§ **Given task**
Update the lines between the one containing "Each instance of the spoke" and the one containing "[[833, 703]]", inclusive, replacing "primary chaincase" with "primary chain cover" and leaving everything else unchanged.
>> begin Exercise material
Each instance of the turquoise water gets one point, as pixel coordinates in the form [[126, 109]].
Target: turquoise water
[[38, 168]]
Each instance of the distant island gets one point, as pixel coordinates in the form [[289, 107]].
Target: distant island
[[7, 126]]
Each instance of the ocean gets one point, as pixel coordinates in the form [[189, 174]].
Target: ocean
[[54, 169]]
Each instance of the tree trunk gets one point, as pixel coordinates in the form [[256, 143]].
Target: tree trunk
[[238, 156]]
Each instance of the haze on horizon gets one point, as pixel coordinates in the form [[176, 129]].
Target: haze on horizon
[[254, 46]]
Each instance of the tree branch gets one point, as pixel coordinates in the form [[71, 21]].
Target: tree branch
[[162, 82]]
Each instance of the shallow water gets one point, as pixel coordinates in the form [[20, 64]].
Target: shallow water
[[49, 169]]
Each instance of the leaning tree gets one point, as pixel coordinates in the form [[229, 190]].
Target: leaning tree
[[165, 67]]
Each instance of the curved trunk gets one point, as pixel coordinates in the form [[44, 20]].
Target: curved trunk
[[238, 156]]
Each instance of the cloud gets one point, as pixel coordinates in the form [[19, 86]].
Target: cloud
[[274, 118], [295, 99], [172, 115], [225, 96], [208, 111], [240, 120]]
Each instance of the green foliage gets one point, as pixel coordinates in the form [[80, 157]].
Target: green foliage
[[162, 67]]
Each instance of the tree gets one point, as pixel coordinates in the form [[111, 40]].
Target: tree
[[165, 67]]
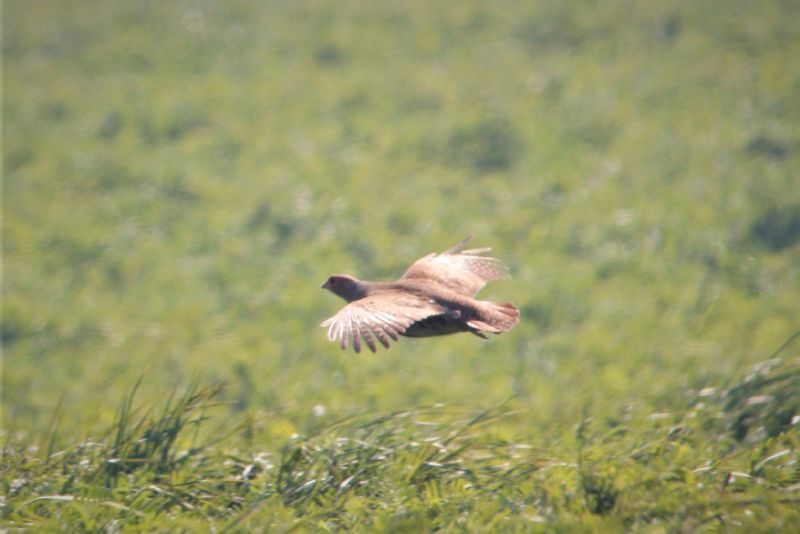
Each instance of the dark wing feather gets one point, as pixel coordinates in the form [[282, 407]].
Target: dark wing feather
[[384, 316], [464, 271]]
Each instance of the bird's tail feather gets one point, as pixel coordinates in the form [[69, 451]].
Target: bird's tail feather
[[495, 317]]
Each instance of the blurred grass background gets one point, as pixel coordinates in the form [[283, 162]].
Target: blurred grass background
[[179, 178]]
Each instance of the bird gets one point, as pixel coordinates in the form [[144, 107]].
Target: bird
[[434, 297]]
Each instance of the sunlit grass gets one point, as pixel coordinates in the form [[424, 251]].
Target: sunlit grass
[[179, 179]]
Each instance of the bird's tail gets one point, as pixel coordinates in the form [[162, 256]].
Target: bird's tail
[[495, 317]]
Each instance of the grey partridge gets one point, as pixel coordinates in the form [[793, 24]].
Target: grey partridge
[[435, 296]]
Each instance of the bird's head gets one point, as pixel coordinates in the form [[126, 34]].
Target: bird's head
[[345, 286]]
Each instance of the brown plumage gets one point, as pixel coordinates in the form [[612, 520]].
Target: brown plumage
[[435, 296]]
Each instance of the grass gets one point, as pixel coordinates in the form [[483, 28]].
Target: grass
[[178, 180]]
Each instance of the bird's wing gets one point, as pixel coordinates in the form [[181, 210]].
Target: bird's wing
[[464, 271], [384, 315]]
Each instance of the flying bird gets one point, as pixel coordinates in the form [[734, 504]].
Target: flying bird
[[435, 297]]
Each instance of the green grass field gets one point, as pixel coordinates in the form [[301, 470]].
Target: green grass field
[[180, 177]]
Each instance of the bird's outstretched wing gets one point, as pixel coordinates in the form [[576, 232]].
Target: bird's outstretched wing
[[384, 315], [464, 271]]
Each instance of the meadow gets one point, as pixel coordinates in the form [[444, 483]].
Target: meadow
[[179, 178]]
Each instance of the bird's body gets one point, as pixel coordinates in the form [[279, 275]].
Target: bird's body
[[434, 297]]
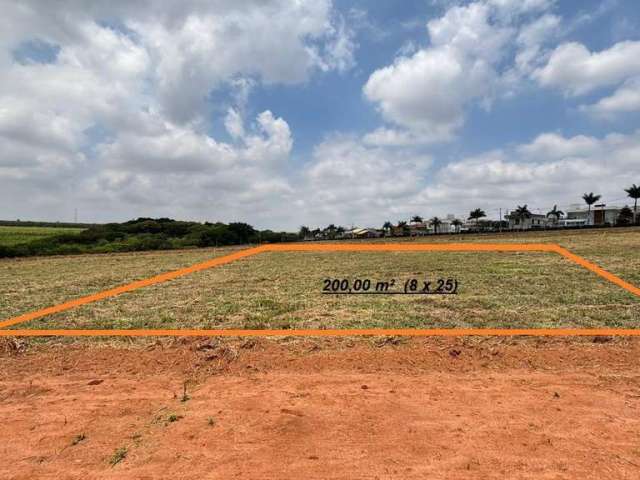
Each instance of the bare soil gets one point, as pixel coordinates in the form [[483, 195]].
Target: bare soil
[[382, 408]]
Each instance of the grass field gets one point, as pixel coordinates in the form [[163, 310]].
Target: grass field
[[10, 236], [283, 290]]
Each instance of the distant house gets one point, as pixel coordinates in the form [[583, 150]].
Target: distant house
[[600, 215], [417, 229], [362, 233], [535, 220]]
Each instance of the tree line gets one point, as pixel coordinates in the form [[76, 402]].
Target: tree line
[[146, 234], [626, 216]]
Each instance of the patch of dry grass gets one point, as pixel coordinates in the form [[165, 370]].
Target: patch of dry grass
[[283, 290]]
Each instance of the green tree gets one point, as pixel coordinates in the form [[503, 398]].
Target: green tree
[[634, 192], [522, 213], [590, 199], [435, 222], [476, 215], [330, 231], [304, 232]]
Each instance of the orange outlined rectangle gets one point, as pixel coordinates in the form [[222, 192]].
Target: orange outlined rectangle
[[324, 247]]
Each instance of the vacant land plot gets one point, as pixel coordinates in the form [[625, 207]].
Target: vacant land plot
[[432, 408], [283, 290], [10, 236]]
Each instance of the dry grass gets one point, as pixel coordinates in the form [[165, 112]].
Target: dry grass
[[10, 236], [283, 290]]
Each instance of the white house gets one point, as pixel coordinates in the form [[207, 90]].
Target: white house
[[535, 220], [600, 215], [362, 233]]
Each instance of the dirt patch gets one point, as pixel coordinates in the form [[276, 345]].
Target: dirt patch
[[335, 408]]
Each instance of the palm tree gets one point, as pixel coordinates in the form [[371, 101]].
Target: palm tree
[[634, 192], [555, 213], [522, 213], [590, 199], [625, 217], [476, 215], [436, 222]]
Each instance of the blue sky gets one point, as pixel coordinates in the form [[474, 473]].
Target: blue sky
[[283, 114]]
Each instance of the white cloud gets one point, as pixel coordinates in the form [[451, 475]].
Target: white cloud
[[123, 110], [575, 70], [426, 92], [624, 99], [475, 51], [349, 182], [552, 169]]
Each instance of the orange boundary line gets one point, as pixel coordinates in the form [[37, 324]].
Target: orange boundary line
[[320, 247]]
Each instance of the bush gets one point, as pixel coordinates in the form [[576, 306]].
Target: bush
[[145, 234]]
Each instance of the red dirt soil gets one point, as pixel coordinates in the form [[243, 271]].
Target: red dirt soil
[[422, 408]]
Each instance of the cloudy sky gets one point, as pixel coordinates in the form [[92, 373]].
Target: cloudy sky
[[282, 112]]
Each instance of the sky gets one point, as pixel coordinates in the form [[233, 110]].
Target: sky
[[284, 113]]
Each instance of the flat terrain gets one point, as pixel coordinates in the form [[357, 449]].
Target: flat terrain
[[15, 235], [284, 290], [433, 408], [379, 407]]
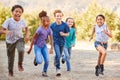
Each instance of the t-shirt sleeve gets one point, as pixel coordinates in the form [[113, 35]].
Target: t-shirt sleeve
[[24, 23], [38, 31], [67, 29], [6, 24], [74, 37], [50, 31]]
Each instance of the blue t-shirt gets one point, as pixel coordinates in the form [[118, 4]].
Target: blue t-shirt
[[58, 39], [42, 36]]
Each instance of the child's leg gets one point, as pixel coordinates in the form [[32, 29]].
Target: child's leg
[[67, 58], [11, 55], [38, 54], [20, 47], [57, 56], [99, 58], [46, 58], [103, 52], [102, 58]]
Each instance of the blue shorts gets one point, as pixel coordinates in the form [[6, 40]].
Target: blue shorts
[[97, 43]]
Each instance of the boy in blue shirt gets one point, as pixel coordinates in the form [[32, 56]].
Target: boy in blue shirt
[[60, 31]]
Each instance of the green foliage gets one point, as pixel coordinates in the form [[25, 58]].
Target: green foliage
[[87, 20], [33, 22], [4, 14]]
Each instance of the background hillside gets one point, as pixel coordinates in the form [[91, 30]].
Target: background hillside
[[65, 5], [84, 13]]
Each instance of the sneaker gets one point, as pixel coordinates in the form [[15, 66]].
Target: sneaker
[[44, 74], [97, 70], [55, 62], [102, 69], [11, 73], [35, 62], [62, 61], [20, 67], [58, 72]]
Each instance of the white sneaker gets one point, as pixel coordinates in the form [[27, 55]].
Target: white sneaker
[[58, 73], [44, 74]]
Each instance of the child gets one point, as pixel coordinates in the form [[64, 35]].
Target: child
[[102, 34], [70, 42], [39, 41], [13, 27], [60, 31]]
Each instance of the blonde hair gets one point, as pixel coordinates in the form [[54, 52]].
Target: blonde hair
[[58, 11]]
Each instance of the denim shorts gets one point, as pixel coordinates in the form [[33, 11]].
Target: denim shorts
[[97, 43]]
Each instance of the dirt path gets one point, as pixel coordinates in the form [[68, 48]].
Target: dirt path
[[83, 62]]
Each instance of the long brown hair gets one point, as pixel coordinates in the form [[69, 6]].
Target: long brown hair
[[73, 26]]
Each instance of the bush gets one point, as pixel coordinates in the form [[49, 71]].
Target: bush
[[5, 13]]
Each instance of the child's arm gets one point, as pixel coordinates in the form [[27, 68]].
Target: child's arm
[[27, 34], [92, 34], [64, 34], [73, 38], [108, 32], [51, 43], [32, 42], [5, 31]]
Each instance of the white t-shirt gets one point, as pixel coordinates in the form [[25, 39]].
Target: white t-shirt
[[16, 28], [100, 35]]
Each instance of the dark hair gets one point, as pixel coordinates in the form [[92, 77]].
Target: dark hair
[[17, 6], [73, 22], [42, 14], [58, 11], [100, 15]]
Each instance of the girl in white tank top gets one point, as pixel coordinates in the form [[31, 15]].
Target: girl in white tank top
[[102, 34]]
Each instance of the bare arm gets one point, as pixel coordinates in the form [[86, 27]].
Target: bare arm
[[5, 31], [108, 32], [27, 34], [51, 43], [64, 34], [93, 32], [32, 42]]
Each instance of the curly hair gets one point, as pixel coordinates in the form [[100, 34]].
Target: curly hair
[[42, 14]]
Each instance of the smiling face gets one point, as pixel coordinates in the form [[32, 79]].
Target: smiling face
[[58, 17], [70, 22], [100, 20], [45, 22], [17, 12]]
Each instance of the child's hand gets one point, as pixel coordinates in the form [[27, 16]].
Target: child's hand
[[9, 32], [91, 38], [26, 39], [73, 45], [51, 51], [62, 33], [105, 31], [29, 51]]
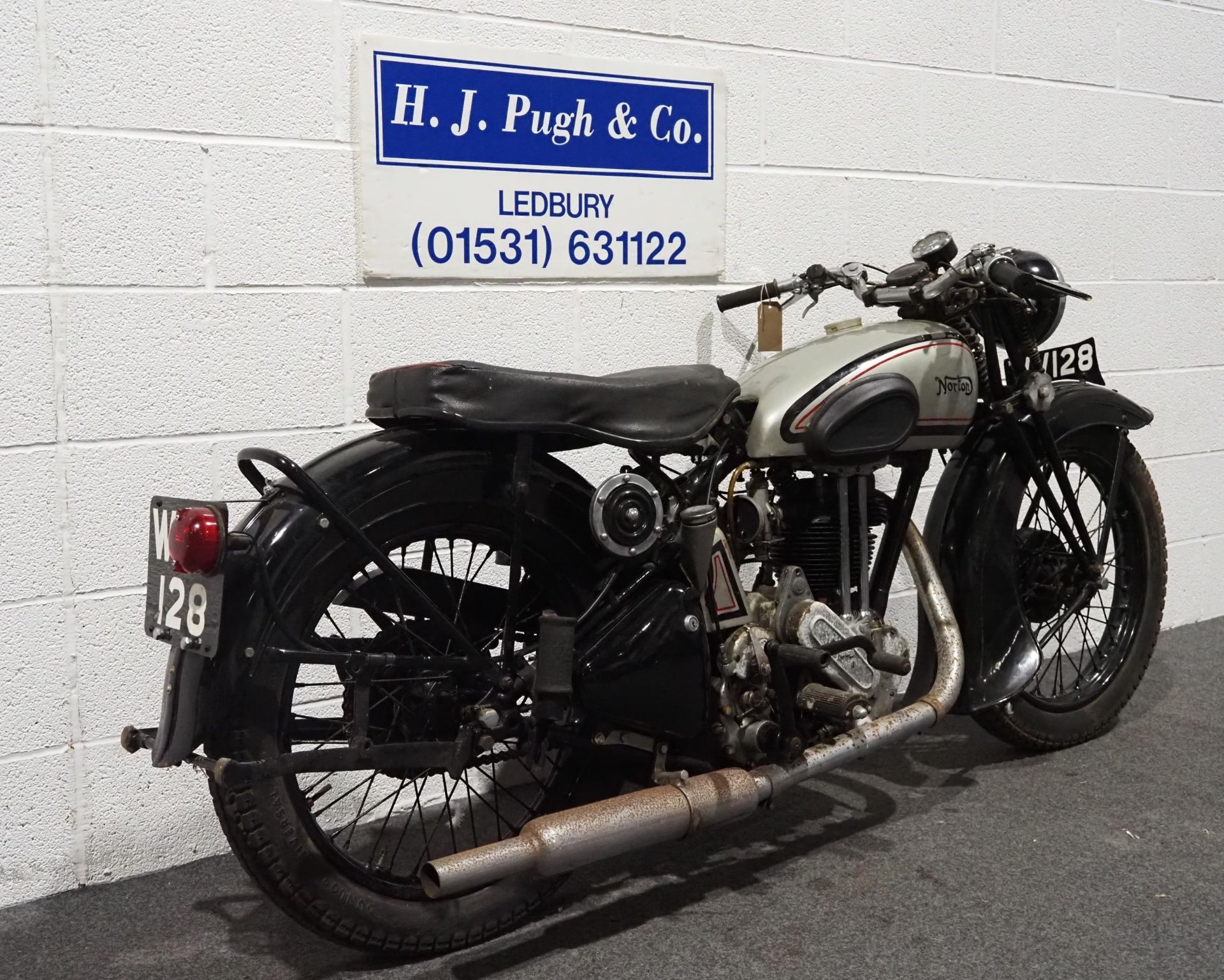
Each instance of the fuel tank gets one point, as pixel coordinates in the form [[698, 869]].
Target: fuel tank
[[864, 391]]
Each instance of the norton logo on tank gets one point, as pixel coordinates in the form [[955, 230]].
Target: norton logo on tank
[[492, 165]]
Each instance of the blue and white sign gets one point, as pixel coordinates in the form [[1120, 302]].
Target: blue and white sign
[[493, 165]]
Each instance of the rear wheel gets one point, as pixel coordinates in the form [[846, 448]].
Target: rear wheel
[[1093, 648], [342, 852]]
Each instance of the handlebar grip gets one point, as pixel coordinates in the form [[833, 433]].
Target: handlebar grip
[[747, 296], [1010, 277]]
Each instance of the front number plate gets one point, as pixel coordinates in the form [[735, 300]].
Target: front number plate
[[1069, 362], [179, 607]]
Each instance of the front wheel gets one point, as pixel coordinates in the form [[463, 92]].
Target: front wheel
[[1093, 648]]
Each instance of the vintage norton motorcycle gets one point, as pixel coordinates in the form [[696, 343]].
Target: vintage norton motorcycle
[[435, 669]]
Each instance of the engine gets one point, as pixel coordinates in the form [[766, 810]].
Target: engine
[[812, 660], [808, 532]]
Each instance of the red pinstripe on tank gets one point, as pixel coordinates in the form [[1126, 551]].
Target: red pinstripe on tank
[[802, 421]]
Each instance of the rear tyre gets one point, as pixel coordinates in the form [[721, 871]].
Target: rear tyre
[[342, 852], [1093, 656]]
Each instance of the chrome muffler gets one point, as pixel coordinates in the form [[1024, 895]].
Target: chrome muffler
[[567, 840]]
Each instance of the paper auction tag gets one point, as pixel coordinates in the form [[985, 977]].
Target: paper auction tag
[[769, 326]]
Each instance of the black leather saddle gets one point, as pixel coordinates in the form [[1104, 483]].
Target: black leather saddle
[[650, 407]]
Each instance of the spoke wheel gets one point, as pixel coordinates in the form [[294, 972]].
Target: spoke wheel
[[383, 825], [340, 852], [1082, 639]]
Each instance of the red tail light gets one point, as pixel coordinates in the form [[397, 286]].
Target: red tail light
[[198, 540]]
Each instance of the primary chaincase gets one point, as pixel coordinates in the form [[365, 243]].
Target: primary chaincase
[[627, 514]]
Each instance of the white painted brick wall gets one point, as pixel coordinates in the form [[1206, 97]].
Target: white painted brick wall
[[179, 203]]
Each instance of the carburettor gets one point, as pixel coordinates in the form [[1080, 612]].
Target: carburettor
[[746, 727]]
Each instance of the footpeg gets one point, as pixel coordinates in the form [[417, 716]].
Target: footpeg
[[833, 703]]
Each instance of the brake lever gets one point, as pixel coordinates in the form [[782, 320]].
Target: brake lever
[[1056, 286]]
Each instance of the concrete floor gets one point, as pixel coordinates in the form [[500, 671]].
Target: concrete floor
[[951, 856]]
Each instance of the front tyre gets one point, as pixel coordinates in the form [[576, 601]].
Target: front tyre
[[1093, 654]]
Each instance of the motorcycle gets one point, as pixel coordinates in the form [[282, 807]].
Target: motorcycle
[[425, 668]]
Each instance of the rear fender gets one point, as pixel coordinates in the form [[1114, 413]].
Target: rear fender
[[970, 529], [288, 530]]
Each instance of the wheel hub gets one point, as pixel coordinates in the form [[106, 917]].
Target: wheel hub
[[1044, 572]]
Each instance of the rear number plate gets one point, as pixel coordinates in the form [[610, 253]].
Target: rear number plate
[[179, 607]]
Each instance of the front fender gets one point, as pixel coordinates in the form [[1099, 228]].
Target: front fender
[[970, 529]]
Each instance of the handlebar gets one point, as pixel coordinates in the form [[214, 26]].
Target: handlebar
[[982, 267], [1003, 272], [747, 296]]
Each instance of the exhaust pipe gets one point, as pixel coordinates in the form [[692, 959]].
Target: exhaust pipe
[[561, 842]]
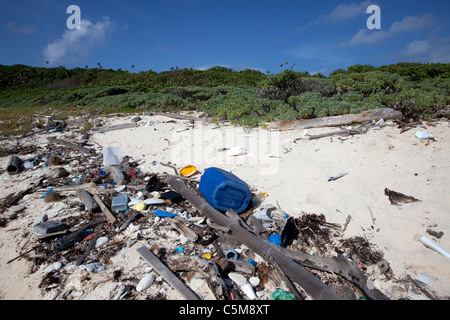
>> end Exercise material
§ **The result**
Each instance of the spoke wheel gets one point, as pixel coordinates in the form [[294, 972]].
Target: spoke wheel
[[383, 825], [340, 852], [1082, 639]]
Each instance of the red tail light gets one point, as pixel coordinates in the form [[397, 286]].
Target: red tail light
[[198, 540]]
Each instance of the primary chain cover gets one point, as pixel coordinates in the form [[365, 243]].
Target: primary chain cover
[[627, 514]]
Each instance of the white painted brick wall gets one point, as pixel coordinates in the form [[1206, 97]].
Target: white painted brick wall
[[179, 203]]
Each instance of the carburettor gets one point, as pixel coordinates in the form [[1080, 612]].
Target: carburettor
[[746, 727]]
Each instance of the footpeg gets one point, as pixel coordinates in the form [[417, 716]].
Target: footpeg
[[833, 703]]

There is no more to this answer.